Please set down every entry below exactly as given.

RECORDED DATA below:

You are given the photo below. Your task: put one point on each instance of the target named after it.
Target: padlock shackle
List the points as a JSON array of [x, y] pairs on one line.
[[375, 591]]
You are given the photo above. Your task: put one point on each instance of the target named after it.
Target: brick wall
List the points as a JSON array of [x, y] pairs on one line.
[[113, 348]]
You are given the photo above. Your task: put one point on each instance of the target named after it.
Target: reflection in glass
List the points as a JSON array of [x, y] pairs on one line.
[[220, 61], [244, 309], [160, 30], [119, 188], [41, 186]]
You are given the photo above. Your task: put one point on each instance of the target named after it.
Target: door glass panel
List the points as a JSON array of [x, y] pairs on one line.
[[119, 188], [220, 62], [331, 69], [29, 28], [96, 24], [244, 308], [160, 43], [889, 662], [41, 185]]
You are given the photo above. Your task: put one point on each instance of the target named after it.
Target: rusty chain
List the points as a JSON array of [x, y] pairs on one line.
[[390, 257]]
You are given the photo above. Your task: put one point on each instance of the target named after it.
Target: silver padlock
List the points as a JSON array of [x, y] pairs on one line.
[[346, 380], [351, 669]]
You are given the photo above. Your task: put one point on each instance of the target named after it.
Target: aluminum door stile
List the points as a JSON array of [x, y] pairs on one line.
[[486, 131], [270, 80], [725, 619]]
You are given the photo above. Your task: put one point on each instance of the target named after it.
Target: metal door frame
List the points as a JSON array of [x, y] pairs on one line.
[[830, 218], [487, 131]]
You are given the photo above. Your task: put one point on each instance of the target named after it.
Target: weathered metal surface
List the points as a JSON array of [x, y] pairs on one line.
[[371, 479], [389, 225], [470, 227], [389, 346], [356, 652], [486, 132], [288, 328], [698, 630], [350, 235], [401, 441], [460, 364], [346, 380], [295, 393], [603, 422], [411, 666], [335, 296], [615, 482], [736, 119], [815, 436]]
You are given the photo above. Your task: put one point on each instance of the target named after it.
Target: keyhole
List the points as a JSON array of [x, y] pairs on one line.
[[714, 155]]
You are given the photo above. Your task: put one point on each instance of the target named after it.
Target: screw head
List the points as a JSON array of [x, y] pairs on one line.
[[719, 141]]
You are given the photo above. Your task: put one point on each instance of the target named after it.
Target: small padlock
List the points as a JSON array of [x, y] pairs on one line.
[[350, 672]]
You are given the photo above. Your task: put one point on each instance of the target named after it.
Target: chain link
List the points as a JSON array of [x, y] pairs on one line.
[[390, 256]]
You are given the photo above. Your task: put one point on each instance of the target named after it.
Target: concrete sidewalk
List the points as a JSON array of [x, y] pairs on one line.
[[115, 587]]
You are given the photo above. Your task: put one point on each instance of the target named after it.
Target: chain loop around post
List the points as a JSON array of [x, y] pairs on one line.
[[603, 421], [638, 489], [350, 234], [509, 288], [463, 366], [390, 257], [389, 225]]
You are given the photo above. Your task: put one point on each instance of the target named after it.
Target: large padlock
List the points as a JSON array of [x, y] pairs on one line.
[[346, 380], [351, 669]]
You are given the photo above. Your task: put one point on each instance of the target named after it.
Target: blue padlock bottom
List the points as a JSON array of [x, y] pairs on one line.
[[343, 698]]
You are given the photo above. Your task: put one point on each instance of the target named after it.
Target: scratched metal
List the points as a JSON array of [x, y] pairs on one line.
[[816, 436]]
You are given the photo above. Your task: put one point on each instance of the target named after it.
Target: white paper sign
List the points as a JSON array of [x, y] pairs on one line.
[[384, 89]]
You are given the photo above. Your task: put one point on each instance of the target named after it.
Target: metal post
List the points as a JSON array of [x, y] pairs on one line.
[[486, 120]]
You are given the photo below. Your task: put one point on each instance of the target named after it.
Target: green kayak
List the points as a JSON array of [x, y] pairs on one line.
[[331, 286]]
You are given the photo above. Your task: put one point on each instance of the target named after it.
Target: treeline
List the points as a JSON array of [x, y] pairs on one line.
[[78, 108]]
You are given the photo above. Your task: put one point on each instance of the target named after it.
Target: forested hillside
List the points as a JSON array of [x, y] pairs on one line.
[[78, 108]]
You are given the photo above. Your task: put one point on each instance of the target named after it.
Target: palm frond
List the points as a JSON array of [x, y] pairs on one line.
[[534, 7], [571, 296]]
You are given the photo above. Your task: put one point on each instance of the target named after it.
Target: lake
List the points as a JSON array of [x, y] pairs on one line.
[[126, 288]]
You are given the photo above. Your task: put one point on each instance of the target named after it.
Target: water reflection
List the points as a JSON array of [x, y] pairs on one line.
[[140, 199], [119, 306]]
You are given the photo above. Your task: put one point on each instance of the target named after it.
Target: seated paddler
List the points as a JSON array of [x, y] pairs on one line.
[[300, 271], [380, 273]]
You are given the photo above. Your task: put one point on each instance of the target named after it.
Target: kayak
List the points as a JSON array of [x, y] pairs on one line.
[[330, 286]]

End of RECORDED DATA.

- ANSWER TO THE PROBLEM
You are given the photo below. Your task: put one point on each instance of the target named after it.
Target: padlock shackle
List the points as a JSON array of [x, y] pairs on one line.
[[375, 591]]
You are given the photo above. Your task: put one point on each instance of the target named after it.
Target: brick wall
List the points as a JSON array of [x, y] pairs on one line.
[[113, 348]]
You are given the photo above. Your task: put one point on each instance of the target named after it.
Target: reflection in glass
List the points as a JSON array of [x, y] pairs on one line.
[[220, 61], [244, 309], [160, 30], [119, 188], [41, 186]]
You are given the photo above. Your task: put one point on each instance of the target named after it.
Target: door glass panel
List the points as a JSON array of [x, y] pairs on one line.
[[119, 188], [220, 62], [331, 69], [29, 28], [96, 24], [244, 308], [160, 43], [889, 662], [41, 185]]
You are given the photo above. Your task: put one point on each instance of the target named after it.
Target: rusty chain
List the points as a JSON array of [x, y] pairs on one line.
[[390, 257]]
You are given the photo above. Your task: put one point on each instance of the target named after it.
Target: silver padlock
List the points as a JSON array of [x, y] pairs on one line.
[[346, 380], [351, 669]]
You are given the photo above. Your task: put one point on each instance of the target named after it.
Target: aluminum door stile
List the points as a JSON array of [x, y] pairs on one line.
[[486, 131], [270, 80], [725, 619]]
You are given the photo above. Your task: put one point on each instance of the target named after it.
Target: metal door frame
List the points as a JSON array of [x, y] pairs on one line.
[[830, 218], [487, 131]]
You are given the photo above. Your task: put one point on each instance of the target named after it.
Target: weathered metal surface
List the points as a JSON array of [x, y] pairs on one line.
[[371, 479], [389, 225], [470, 227], [389, 346], [356, 652], [486, 132], [288, 328], [698, 630], [350, 235], [401, 441], [460, 364], [346, 380], [295, 393], [603, 422], [411, 666], [335, 296], [615, 482], [736, 119], [815, 436]]
You are given the photo above. Your task: put one point on each instance of the target named after it.
Target: keyhole
List the points as a JSON array of [x, y] pairs on one line.
[[714, 155]]
You are given the photo above. Your task: put one point on each instance of the target named after it.
Target: screw head
List the points as a JSON array of [x, y] pairs on one line.
[[719, 141]]
You are given the photo above. Your task: put one point on each instance of the target named after it.
Target: small padlock
List the points as a JSON array of [x, y] pairs on one line.
[[350, 672]]
You are given the photo above. Your task: put one point on each instance of the target named after it.
Target: chain link
List the points as a JSON array of [x, y] pairs on one line.
[[390, 256]]
You are given the photo above. Your task: put one point on each instance of the target named after it.
Target: concrete sidewalk
List the points as a JSON array of [x, y] pairs on one line.
[[115, 587]]
You are given the photo above. Your task: put one point on each instance of the target named after it.
Target: chain loop around post
List the points as a JSON array of [x, y] pairs on one line.
[[603, 421], [638, 489], [350, 234], [509, 288], [463, 366], [390, 257], [389, 225]]
You are given the photo above. Your task: put one point on each instance of the target named after it.
Target: large padlock
List the points as a JSON array of [x, y] pairs on one line.
[[346, 380], [351, 669]]
You are given the photo above. Your task: put one point on each instance of the target named after it.
Target: blue padlock bottom
List the points as a JSON array of [x, y] pairs on one line.
[[343, 698]]
You are given the photo above. Your task: put one point on each instance of the target named after it.
Target: scratched metal
List the points as a JSON array of [x, y] pairs on one line.
[[816, 436]]
You are given the photo above. Your task: put one point on each instance of the target named after it.
Target: white paper sign
List the points as a JSON array of [x, y] pairs on one line.
[[384, 89]]
You are given the photo above. Your task: put one point on each instance of the target named after it.
Target: metal post
List the points as a JSON array of [x, y] pairs on one line.
[[486, 120]]
You are given the photo below. Your task: put one point on each instance of the target named after it.
Target: green kayak
List the points as a JSON array of [x, y] pairs on one line.
[[331, 286]]
You are given the photo above. Your task: put one point on each instance of the target named after it.
Target: treeline
List the points as a JSON array of [x, y] pairs on one line.
[[78, 108]]
You are given the photo above. Your task: put one point on each instance of the target named after it.
Target: forested hillside
List the points as a JSON array of [x, y] pairs on one line.
[[78, 108]]
You are given the photo above. Your task: put one point on each instance of the target named after it.
Target: palm frond
List the points as a JSON array of [x, y] pairs on one line.
[[534, 7], [571, 296]]
You are given the photo above. Your task: put one point on each instance of the target named after it.
Target: lake
List the points as a JSON array of [x, y] pairs on one line.
[[126, 288]]
You are given the photo above. Your task: put one point on each instance of the target named after it.
Target: water reflection
List the points as a JSON array of [x, y] pairs on one line.
[[140, 199], [119, 306]]
You are given the photo above. Your task: put one point on each instance of the target named after it.
Target: seated paddler
List the points as a JSON array of [x, y] pairs on one line.
[[300, 271], [380, 273]]
You are given the photo above. Your task: put one point on each instance of the target named after it.
Target: kayak
List the points as a JSON array of [x, y] pairs on one line.
[[330, 286]]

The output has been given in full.